EXERCISE REQUIREMENTS: Which lines of the records contain the word "negative"? Pull each one out whole, counting only matches with the same case.
+++ GIVEN DATA
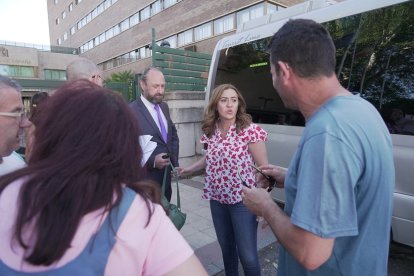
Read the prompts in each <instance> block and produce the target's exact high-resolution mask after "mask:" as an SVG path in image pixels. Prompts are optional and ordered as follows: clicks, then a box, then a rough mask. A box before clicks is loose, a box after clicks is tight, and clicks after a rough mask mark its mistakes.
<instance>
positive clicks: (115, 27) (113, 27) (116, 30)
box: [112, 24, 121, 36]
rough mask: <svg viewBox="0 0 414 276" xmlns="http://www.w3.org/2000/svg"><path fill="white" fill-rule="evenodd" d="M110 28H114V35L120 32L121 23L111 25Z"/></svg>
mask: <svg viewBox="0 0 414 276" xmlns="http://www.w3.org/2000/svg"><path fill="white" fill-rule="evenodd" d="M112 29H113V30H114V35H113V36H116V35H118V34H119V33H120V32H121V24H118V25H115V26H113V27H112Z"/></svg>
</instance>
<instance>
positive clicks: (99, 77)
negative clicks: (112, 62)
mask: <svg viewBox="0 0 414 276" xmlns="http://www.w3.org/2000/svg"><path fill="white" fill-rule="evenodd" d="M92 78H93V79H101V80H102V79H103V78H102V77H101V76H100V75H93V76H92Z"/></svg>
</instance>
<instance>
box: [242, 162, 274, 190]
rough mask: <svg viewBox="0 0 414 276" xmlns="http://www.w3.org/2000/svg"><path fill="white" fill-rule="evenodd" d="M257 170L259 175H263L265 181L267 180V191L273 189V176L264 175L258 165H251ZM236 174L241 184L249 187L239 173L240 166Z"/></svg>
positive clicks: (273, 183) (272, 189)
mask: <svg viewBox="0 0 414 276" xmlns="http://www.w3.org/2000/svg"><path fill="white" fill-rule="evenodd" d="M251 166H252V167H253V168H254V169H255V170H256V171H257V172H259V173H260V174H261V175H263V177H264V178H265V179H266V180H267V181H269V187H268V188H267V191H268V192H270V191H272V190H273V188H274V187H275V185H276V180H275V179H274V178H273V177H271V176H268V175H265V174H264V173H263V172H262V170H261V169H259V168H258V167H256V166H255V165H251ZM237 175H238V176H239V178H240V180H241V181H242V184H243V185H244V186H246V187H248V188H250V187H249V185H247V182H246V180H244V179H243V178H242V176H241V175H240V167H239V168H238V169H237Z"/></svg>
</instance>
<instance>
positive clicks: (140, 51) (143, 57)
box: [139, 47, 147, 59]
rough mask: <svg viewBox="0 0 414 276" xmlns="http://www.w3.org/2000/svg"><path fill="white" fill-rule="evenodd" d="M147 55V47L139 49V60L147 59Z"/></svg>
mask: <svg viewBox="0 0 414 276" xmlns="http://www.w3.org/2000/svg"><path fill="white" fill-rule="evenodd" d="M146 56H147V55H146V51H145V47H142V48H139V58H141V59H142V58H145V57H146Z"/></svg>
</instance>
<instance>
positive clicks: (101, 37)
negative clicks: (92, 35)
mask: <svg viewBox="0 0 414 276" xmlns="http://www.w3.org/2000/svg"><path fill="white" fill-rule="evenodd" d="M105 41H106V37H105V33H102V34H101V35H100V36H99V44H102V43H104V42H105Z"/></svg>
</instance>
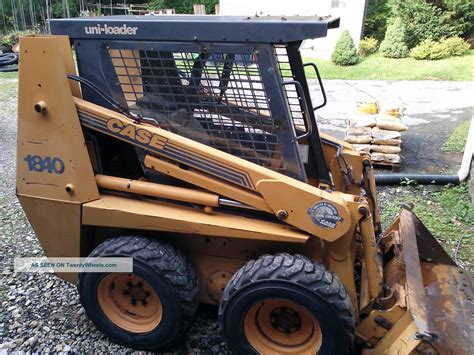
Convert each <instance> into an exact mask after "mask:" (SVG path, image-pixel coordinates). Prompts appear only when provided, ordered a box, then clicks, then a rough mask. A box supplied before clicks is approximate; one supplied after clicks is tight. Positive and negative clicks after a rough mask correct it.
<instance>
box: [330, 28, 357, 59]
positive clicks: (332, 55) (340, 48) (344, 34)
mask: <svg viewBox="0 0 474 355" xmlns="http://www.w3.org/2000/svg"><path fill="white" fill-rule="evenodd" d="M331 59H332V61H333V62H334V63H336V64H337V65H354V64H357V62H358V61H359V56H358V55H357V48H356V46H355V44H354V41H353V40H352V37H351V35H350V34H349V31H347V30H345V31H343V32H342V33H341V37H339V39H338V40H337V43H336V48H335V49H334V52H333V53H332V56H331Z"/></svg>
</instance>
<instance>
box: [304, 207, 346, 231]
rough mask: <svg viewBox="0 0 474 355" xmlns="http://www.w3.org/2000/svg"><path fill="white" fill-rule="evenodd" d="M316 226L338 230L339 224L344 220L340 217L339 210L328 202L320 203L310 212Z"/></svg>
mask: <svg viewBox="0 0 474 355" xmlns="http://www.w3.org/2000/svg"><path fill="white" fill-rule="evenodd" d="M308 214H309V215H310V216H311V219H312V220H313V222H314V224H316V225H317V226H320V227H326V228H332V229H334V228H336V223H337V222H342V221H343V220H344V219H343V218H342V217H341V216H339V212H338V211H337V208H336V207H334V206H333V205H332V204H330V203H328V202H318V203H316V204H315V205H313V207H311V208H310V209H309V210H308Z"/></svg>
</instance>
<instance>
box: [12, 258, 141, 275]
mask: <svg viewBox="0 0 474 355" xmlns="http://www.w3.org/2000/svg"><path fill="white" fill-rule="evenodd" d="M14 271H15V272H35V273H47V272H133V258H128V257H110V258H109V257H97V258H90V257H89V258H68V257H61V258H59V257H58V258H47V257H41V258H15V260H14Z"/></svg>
++++++
ANSWER TO THE EXERCISE:
negative clicks: (112, 62)
negative clicks: (92, 35)
Convert each <instance> into an exact mask after "mask:" (SVG path, image-pixel coordinates). Prompts appear only when provided, ordered a box, then clicks, then a rough mask. A box supplied before clicks is approximate; one supplied after clicks is tight. Positive and negative clicks after a rough mask correct it.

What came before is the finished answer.